• TASK GOAL:
Give the entries starting at the line that contains "of the concrete" and ending at the line that contains "pixel 947 233" as a two-column CSV with the headers instruction and points, one row per entry. Enclose each field in double quotation marks and replace every line break with a space.

[begin TASK MATERIAL]

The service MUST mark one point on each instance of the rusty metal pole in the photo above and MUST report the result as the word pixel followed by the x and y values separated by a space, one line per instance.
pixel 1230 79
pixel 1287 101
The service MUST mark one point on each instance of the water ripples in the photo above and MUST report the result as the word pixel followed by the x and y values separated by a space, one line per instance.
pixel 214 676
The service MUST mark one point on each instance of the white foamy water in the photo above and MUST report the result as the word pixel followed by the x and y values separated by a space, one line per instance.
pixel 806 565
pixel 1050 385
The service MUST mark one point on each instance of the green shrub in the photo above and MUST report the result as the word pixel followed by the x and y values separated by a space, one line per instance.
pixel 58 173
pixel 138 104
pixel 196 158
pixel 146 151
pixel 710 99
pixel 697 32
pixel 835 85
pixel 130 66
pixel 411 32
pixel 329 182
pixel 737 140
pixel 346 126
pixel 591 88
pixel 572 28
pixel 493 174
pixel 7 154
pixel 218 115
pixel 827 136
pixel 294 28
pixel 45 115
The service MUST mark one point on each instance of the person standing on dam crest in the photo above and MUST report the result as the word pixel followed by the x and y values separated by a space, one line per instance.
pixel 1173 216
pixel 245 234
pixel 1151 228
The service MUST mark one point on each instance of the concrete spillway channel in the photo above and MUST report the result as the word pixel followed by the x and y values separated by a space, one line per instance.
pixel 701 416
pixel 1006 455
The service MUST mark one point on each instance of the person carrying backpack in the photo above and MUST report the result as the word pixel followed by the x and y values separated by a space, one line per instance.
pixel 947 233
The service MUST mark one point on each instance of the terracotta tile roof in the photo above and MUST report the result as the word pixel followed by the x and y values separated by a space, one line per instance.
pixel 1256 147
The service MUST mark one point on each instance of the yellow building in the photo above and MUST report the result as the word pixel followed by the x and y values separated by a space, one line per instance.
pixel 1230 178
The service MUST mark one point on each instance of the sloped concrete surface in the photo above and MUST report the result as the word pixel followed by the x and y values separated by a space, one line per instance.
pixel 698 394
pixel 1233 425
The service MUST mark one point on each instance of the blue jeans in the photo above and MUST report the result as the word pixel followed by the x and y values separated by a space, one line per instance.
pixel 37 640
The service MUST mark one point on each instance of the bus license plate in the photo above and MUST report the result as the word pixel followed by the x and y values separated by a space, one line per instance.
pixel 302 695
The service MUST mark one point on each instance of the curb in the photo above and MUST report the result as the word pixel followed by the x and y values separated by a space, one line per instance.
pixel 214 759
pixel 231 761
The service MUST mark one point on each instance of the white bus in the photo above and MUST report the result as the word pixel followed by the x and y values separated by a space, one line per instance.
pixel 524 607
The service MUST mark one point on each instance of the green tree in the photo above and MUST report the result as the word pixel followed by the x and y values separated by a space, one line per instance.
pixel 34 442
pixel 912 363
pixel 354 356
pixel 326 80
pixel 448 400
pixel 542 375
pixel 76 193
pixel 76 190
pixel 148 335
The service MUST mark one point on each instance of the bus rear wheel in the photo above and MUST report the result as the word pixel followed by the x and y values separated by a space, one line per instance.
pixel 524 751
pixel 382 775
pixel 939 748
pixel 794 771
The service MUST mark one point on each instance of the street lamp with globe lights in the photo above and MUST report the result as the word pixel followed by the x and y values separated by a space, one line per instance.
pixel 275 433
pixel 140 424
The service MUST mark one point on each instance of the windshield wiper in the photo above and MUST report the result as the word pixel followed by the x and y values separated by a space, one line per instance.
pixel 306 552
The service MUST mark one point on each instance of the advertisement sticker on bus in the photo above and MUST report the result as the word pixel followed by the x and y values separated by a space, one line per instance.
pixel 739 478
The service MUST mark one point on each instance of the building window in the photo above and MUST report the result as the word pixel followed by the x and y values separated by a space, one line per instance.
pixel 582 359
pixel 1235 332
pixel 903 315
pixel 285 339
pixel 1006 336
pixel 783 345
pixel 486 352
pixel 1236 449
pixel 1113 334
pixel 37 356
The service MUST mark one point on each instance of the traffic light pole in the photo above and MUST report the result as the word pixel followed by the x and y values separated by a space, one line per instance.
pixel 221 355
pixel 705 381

[end TASK MATERIAL]

• REPLY:
instruction,points
"The service MUST mark one point on each instance of the concrete spillway channel in the photo above and MUST report the result as the word pixel followed by the x and y values separated by a space, one line per instance.","pixel 701 416 pixel 1006 455"
"The service MUST mark one point on each instance of the person carrying backpack in the photo above and MUST report the result as the word pixel followed by the x and y values separated by a space, one line per instance.","pixel 947 233"